Problem description. Identify every line in the records below that contains the string "sign", and copy each such line in full. Uppercase and lowercase letters must match.

# start of Provided material

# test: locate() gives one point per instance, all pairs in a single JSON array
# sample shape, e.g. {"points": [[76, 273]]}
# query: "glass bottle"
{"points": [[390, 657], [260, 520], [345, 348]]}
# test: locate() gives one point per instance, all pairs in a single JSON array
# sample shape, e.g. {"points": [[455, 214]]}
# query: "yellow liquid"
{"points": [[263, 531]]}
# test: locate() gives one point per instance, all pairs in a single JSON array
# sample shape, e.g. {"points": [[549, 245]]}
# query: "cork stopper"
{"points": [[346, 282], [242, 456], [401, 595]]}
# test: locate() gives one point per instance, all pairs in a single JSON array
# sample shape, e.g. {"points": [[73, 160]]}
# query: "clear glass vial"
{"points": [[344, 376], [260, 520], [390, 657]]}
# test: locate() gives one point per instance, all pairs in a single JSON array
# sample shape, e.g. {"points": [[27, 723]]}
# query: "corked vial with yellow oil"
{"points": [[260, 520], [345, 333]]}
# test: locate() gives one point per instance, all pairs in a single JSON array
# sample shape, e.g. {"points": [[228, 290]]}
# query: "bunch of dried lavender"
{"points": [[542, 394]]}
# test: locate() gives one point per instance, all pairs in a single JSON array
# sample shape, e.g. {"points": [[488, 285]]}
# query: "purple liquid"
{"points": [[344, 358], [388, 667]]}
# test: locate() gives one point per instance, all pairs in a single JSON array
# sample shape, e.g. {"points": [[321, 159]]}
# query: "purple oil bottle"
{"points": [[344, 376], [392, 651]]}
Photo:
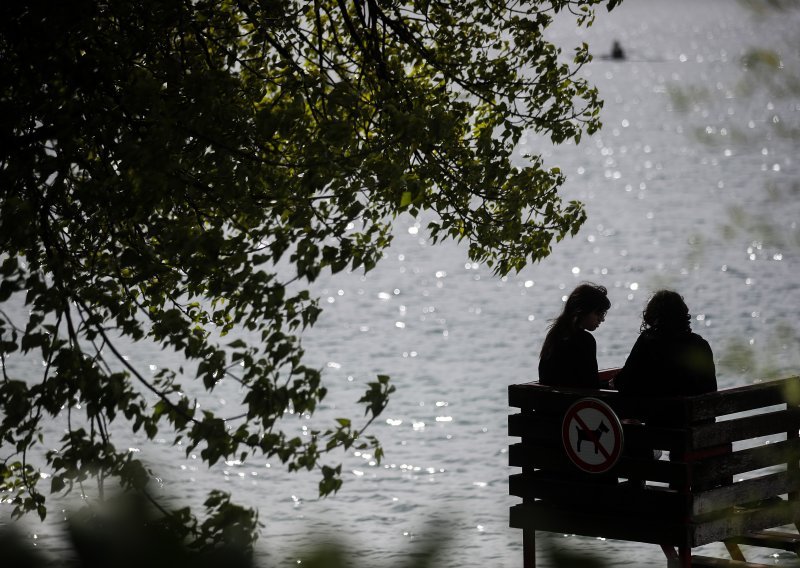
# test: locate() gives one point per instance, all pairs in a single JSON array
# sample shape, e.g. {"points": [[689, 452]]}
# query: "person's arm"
{"points": [[586, 361]]}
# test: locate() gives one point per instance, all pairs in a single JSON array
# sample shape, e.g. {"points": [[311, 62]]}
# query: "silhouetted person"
{"points": [[616, 51], [569, 353], [668, 359]]}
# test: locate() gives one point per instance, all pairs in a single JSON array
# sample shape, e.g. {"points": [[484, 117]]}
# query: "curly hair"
{"points": [[666, 312]]}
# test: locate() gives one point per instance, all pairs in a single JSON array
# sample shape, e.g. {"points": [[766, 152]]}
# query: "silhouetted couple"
{"points": [[668, 359]]}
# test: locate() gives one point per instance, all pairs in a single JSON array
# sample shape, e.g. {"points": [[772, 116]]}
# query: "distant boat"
{"points": [[616, 51]]}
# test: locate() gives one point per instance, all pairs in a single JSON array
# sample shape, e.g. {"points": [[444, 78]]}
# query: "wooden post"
{"points": [[529, 548], [792, 466]]}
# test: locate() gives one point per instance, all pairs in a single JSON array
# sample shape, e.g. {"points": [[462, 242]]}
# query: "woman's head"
{"points": [[586, 307], [666, 312]]}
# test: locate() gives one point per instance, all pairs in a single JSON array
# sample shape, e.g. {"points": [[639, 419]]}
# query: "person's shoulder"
{"points": [[698, 339], [585, 337]]}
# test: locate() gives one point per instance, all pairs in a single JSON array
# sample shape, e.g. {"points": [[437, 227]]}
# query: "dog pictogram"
{"points": [[591, 436], [592, 421]]}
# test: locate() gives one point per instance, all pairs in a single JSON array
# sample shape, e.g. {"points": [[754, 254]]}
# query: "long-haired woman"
{"points": [[569, 353]]}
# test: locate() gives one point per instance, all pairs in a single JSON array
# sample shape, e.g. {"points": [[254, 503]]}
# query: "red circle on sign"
{"points": [[592, 435]]}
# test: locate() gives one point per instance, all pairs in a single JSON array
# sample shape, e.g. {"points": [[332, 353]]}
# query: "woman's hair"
{"points": [[666, 312], [583, 300]]}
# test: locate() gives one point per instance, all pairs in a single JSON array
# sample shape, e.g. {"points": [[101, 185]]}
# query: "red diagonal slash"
{"points": [[590, 433]]}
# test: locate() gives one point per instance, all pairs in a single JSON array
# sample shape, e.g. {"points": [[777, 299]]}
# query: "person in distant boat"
{"points": [[668, 359], [569, 352], [616, 51]]}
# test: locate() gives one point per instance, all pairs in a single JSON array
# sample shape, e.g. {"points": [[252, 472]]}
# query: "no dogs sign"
{"points": [[592, 435]]}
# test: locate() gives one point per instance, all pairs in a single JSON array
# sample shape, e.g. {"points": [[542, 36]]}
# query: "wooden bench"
{"points": [[734, 469]]}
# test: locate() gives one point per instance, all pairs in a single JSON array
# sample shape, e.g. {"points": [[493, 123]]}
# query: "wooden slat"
{"points": [[555, 460], [536, 426], [771, 539], [623, 498], [709, 562], [747, 460], [745, 398], [745, 428], [770, 485], [744, 521], [588, 522], [556, 400]]}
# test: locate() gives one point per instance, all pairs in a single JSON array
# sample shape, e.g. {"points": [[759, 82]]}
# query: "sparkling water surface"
{"points": [[674, 198]]}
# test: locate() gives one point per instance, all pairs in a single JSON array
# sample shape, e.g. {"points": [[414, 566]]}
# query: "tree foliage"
{"points": [[179, 172]]}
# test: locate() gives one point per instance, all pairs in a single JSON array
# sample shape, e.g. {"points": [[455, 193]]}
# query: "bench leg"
{"points": [[734, 551]]}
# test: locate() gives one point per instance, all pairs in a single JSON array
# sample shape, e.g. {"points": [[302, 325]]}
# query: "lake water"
{"points": [[714, 217]]}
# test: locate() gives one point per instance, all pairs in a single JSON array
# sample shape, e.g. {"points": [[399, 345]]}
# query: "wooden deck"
{"points": [[739, 473]]}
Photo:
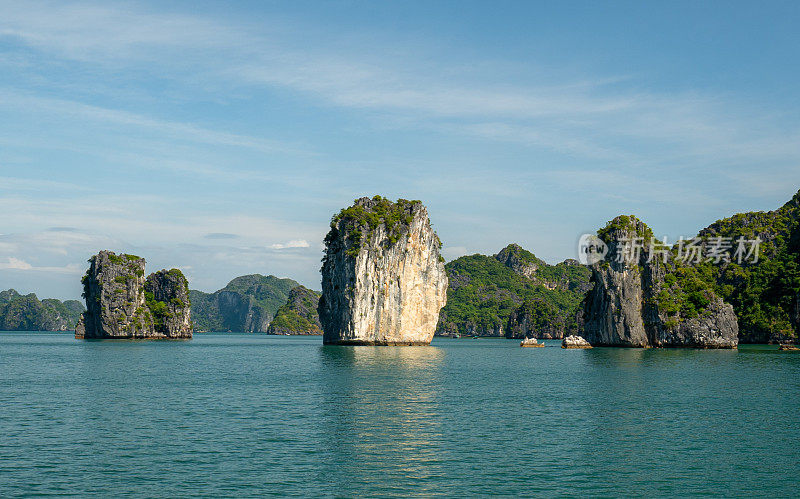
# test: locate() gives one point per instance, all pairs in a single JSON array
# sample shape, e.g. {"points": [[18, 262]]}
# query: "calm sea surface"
{"points": [[248, 415]]}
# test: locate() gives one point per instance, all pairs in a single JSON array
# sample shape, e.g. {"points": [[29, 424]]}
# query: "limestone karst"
{"points": [[122, 303], [645, 301], [383, 280]]}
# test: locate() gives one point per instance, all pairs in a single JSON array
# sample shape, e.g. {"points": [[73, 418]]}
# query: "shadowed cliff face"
{"points": [[383, 281], [247, 304], [630, 304], [121, 303], [27, 313]]}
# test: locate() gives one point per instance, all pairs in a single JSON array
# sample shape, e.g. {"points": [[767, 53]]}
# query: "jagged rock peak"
{"points": [[298, 315], [640, 301], [122, 303], [383, 279]]}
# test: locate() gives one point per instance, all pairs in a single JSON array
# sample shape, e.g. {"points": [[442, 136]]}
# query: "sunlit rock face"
{"points": [[383, 280], [122, 303]]}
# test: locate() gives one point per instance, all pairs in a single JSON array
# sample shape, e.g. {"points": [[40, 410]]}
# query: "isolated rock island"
{"points": [[383, 279], [122, 303], [645, 301]]}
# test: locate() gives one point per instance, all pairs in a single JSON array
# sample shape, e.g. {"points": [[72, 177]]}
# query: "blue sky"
{"points": [[220, 138]]}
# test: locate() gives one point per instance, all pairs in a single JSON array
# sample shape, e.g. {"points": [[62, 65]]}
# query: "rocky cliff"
{"points": [[298, 315], [646, 302], [26, 313], [167, 297], [536, 318], [246, 304], [122, 303], [485, 292], [383, 280]]}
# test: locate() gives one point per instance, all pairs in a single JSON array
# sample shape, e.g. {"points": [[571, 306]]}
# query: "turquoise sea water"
{"points": [[249, 415]]}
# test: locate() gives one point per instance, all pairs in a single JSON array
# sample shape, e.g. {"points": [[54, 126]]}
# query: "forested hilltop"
{"points": [[26, 313], [766, 294], [247, 304], [514, 294]]}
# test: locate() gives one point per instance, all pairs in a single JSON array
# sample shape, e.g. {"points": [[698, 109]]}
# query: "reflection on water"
{"points": [[383, 415]]}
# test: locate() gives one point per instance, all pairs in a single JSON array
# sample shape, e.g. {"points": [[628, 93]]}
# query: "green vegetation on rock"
{"points": [[27, 313], [298, 315], [247, 304], [483, 292], [360, 220], [766, 294]]}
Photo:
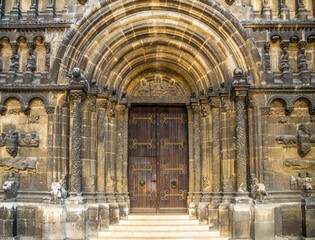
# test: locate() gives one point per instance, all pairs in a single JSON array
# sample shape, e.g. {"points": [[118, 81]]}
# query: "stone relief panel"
{"points": [[23, 142], [157, 87], [291, 142]]}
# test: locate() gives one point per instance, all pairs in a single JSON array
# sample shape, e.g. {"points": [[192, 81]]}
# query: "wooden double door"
{"points": [[158, 159]]}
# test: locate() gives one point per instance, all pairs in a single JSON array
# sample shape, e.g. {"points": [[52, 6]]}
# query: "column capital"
{"points": [[76, 95]]}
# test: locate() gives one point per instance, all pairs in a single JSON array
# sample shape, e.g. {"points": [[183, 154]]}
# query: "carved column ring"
{"points": [[77, 95]]}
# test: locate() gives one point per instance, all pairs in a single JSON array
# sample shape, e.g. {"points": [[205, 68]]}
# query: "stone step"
{"points": [[157, 234], [158, 228], [158, 238], [157, 217], [160, 222]]}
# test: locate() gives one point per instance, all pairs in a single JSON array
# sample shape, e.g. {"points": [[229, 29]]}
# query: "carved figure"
{"points": [[143, 89], [299, 164], [12, 141], [293, 183], [284, 61], [31, 61], [10, 187], [47, 58], [288, 141], [1, 63], [57, 192], [172, 90], [258, 190], [14, 65], [302, 140], [302, 61], [78, 77], [18, 164], [157, 88]]}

# end of Provided material

Result of this task.
# query: "red circle on sign"
# query: "no dogs sign"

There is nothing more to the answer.